== Text excerpt ==

Database Normalization

What is Normalization?

Database normalization is the process of organizing data in a database to reduce redundancy and improve data integrity. It involves dividing large tables into smaller, related tables and defining relationships between them.

Why Normalize?

Eliminate Data Redundancy: Reduces duplicate data storage
Improve Data Integrity: Prevents inconsistent data
Reduce Storage Space: More efficient data storage
Easier Maintenance: Updates in one place affect the entire database

Normal Forms

Unnormalized Form (0NF)

Data stored in a single table with repeating groups and no structure.

Problems:

Data redundancy
Update anomalies
Insert anomalies
Delete anomalies

First Normal Form (1NF)

Rules:

Each column contains atomic (indivisible) values
No repeating groups
Each row is unique

Second Normal Form (2NF)

Rules:

Must be in 1NF
All non-key attributes must be fully dependent on the primary key
Eliminates partial dependencies

Third Normal Form (3NF)

Rules:

Must be in 2NF
No transitive dependencies
Non-key attributes should not depend on other non-key attributes

Practical Example: Student Database

Step 1: Create Database

CREATE DATABASE students;
USE students;

Step 2: Unnormalized Data (0NF)

-- Unnormalized Data
CREATE TABLE students_raw(
    student_id INT,
    student_name VARCHAR(30),
    course1 VARCHAR(50),
    course2 VARCHAR(50),
    course3 VARCHAR(50)
);

INSERT INTO students_raw (student_id, student_name, course1, course2, course3)
VALUES
(1, "rana", "java", "python", "javascript"),
(2, "buddha", "java", "c", "jython"),
(3, "rahul", "java", "c", "jython");

SELECT * FROM students_raw;

Problems with Unnormalized Form:

Repeating groups (course1, course2, course3)
Wasted space if student takes fewer courses
Difficult to add more courses

Step 3: First Normal Form (1NF)

-- 1NF: Remove repeating groups
CREATE TABLE student_1nf (
    student_id INT,
    student_name VARCHAR(30),
    course VARCHAR(30)
);

INSERT INTO student_1nf (student_id, student_name, course) VALUES
(1, 'rana', 'java'),
(1, 'rana', 'python'),
(1, 'rana', 'javascript'),
(2, 'buddha', 'java'),
(2, 'buddha', 'c'),
(2, 'buddha', 'jython'),
(3, 'rahul', 'java'),
(3, 'rahul', 'c'),
(3, 'rahul', 'jython');

SELECT * FROM student_1nf;

Improvements:

Atomic values in each column
No repeating groups
Flexible number of courses per student

Remaining Problems:

Data redundancy (student names repeated)
Update anomalies

Step 4: Second Normal Form (2NF)

-- 2NF: Remove partial dependencies
CREATE TABLE students(
    student_id INT PRIMARY KEY,
    student_name VARCHAR(30)
);

CREATE TABLE students_course(
    student_id INT,
    course VARCHAR(30),
    PRIMARY KEY (student_id, course),
    FOREIGN KEY (student_id) REFERENCES students(student_id)

===
== Listed entries ==

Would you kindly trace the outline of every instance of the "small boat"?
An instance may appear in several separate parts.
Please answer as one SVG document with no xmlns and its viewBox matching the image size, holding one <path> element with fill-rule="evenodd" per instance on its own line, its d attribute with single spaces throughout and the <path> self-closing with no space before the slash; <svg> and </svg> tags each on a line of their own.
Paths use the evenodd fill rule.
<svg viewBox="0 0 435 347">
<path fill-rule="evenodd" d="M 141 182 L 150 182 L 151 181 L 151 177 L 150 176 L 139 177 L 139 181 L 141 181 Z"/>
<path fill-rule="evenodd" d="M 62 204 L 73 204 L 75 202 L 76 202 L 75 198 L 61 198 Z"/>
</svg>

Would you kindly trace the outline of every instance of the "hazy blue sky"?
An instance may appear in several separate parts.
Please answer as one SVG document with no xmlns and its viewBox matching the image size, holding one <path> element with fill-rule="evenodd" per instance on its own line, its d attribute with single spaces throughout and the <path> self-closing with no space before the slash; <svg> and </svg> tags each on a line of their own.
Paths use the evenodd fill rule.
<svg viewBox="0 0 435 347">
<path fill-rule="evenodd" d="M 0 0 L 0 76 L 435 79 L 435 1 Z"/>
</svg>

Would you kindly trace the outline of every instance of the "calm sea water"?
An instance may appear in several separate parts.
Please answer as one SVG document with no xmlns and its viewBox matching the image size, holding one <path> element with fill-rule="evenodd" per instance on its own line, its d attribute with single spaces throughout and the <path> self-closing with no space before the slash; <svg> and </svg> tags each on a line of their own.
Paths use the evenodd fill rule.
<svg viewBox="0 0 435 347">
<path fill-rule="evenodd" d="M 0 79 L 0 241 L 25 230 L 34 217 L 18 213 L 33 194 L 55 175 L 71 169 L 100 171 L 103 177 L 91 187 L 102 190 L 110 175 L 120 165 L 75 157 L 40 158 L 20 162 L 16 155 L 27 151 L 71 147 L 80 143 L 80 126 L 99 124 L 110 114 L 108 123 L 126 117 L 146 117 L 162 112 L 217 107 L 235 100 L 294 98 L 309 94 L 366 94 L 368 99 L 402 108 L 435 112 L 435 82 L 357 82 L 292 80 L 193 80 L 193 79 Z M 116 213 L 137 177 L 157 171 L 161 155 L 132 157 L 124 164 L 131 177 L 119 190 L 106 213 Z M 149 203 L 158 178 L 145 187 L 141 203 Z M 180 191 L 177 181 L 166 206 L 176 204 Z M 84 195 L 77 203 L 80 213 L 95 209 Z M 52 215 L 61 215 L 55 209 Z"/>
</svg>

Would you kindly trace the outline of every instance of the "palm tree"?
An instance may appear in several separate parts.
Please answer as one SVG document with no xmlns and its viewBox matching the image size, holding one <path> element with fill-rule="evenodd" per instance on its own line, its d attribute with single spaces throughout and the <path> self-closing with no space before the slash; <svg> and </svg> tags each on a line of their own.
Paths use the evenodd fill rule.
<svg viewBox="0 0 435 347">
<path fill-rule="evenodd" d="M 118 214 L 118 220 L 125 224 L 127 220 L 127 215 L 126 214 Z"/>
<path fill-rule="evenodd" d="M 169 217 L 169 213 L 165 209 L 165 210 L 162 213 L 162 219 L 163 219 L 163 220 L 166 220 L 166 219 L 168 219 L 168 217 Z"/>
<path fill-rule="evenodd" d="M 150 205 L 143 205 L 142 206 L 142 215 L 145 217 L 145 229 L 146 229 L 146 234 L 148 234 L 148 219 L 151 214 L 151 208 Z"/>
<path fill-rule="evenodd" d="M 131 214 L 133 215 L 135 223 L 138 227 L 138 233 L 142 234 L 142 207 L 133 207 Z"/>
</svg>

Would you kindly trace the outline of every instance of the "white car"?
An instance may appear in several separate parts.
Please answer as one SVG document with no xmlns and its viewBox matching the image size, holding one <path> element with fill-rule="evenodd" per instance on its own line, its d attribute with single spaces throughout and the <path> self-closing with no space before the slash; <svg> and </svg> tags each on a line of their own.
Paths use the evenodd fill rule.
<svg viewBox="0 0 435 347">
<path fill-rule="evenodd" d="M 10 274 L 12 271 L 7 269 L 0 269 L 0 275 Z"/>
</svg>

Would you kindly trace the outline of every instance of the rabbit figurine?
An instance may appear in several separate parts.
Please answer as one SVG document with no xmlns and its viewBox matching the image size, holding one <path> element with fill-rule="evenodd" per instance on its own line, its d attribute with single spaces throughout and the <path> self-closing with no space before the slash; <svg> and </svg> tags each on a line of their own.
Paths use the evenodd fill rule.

===

**Task set**:
A) According to the database normalization text, what must each column contain under First Normal Form?
B) Transcribe a passage from the database normalization text, beginning at the words "Database normalization is" and stopping after "Unnormalized Form (0NF)".

**Answers**:
A) Atomic (indivisible) values.

B)
Database normalization is the process of organizing data in a database to reduce redundancy and improve data integrity. It involves dividing large tables into smaller, related tables and defining relationships between them.

Why Normalize?

Eliminate Data Redundancy: Reduces duplicate data storage
Improve Data Integrity: Prevents inconsistent data
Reduce Storage Space: More efficient data storage
Easier Maintenance: Updates in one place affect the entire database

Normal Forms

Unnormalized Form (0NF)